[Information shown Boundary: Start]

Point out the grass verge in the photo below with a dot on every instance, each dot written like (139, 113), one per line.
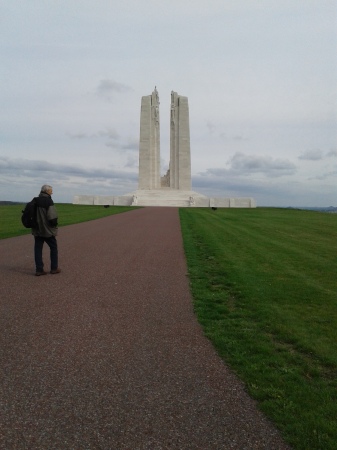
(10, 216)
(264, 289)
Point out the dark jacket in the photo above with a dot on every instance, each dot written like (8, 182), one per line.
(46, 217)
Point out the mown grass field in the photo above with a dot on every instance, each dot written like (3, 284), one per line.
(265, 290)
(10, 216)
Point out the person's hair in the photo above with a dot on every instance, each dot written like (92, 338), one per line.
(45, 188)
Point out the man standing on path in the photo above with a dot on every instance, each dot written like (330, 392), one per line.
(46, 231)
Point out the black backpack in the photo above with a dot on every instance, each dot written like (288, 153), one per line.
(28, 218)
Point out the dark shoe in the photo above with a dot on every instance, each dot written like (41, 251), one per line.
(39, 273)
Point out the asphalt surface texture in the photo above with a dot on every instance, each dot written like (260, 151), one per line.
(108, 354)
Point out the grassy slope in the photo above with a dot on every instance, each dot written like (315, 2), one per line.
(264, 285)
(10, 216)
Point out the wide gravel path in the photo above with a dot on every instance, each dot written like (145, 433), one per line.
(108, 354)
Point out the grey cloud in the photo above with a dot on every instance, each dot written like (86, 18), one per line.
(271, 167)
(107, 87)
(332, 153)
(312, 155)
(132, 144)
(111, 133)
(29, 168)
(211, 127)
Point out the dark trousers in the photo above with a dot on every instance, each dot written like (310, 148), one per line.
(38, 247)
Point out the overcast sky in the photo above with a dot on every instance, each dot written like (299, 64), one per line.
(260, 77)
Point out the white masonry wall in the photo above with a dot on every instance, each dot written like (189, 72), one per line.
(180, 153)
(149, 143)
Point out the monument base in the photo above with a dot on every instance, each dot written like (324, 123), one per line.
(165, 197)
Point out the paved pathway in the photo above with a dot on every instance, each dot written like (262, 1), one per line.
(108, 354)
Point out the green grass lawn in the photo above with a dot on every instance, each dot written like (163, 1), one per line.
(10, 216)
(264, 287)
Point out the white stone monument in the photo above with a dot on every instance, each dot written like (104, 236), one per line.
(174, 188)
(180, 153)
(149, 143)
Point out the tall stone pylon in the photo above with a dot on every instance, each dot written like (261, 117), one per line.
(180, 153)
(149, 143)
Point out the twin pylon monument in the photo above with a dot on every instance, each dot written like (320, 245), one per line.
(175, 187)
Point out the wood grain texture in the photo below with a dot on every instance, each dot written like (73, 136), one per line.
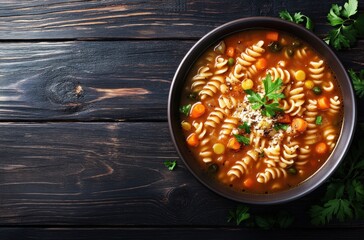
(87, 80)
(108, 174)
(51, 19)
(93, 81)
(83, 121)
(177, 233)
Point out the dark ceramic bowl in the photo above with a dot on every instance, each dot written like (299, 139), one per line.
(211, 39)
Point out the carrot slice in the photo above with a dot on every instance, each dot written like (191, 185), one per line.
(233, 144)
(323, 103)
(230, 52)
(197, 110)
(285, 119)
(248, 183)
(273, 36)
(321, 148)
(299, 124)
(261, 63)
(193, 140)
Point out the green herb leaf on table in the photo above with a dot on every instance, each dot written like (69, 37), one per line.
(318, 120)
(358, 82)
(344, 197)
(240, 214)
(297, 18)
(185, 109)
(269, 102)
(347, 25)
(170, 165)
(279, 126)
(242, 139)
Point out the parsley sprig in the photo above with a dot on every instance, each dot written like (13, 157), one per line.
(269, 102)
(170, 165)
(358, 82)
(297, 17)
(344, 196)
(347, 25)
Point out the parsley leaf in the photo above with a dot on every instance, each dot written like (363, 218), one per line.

[Information shown Boundary: End]
[Information shown Boundary: Start]

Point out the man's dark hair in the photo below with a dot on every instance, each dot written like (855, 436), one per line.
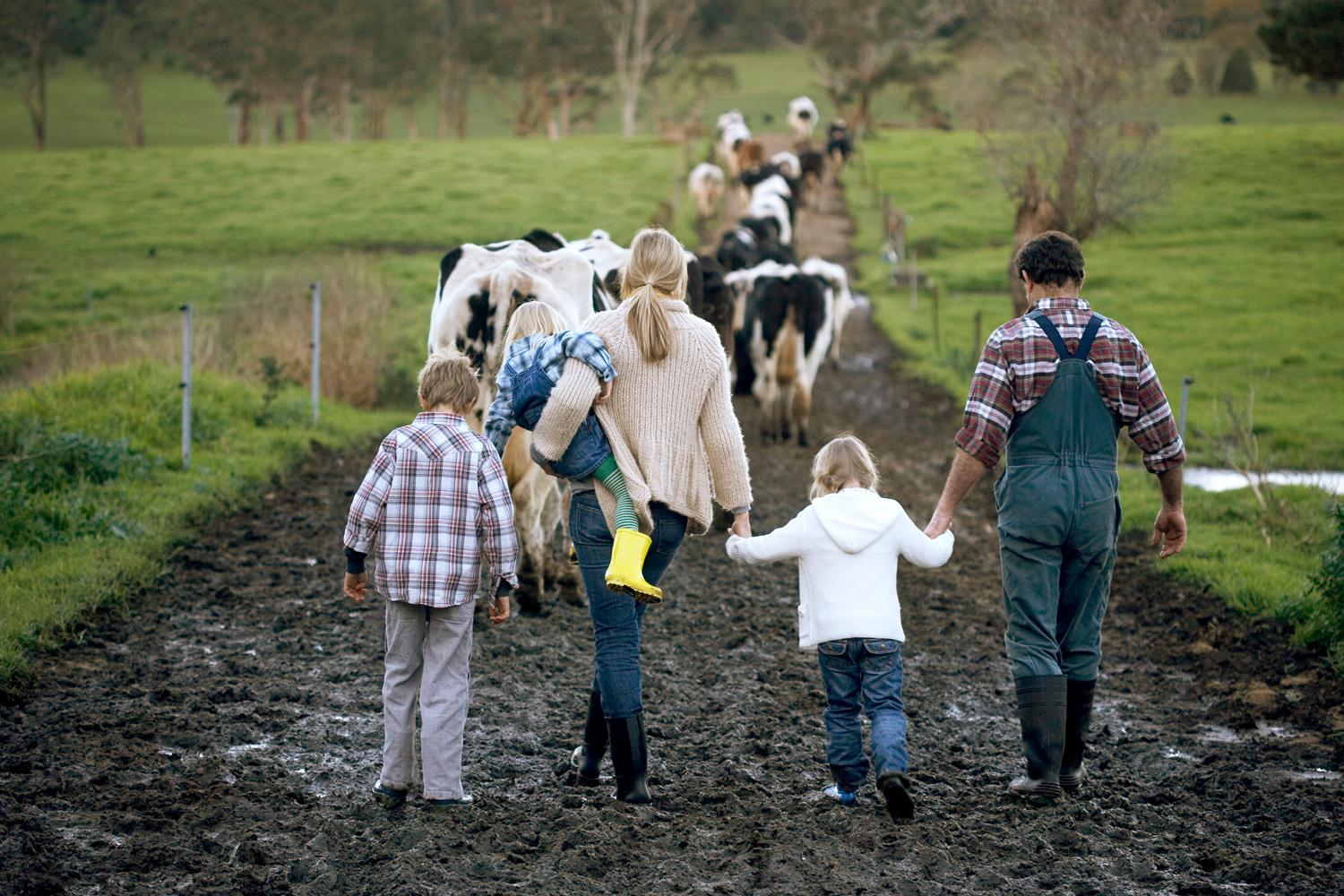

[Information shown Boundary: End]

Write out exactly the lines above between the line with "Point out the dark ceramic" and the line with "Point out the parsley leaf", inclusive, and nothing beyond them.

Point out the dark ceramic bowl in the photo above with a dot on every instance, each dot written like (299, 139), one per line.
(211, 39)
Point out the carrot slice in the photo above with a dot on every instance, each dot written like (191, 185), one per line.
(233, 144)
(323, 103)
(230, 52)
(197, 110)
(285, 119)
(248, 183)
(273, 36)
(321, 148)
(299, 124)
(261, 63)
(193, 140)
Point out the green herb leaf on table in the photo above with a dot on every instance, each dot written like (69, 37), one per line.
(318, 120)
(358, 82)
(344, 197)
(240, 214)
(297, 18)
(185, 109)
(269, 102)
(347, 25)
(170, 165)
(279, 126)
(242, 139)
Point out the parsley sprig in the photo above with a dot on every instance, each dot written like (13, 157), one per line.
(269, 102)
(170, 165)
(358, 82)
(297, 17)
(344, 196)
(347, 25)
Point out the parsley leaf in the photo above with a dot on every instance, each dot written like (363, 218), one per line.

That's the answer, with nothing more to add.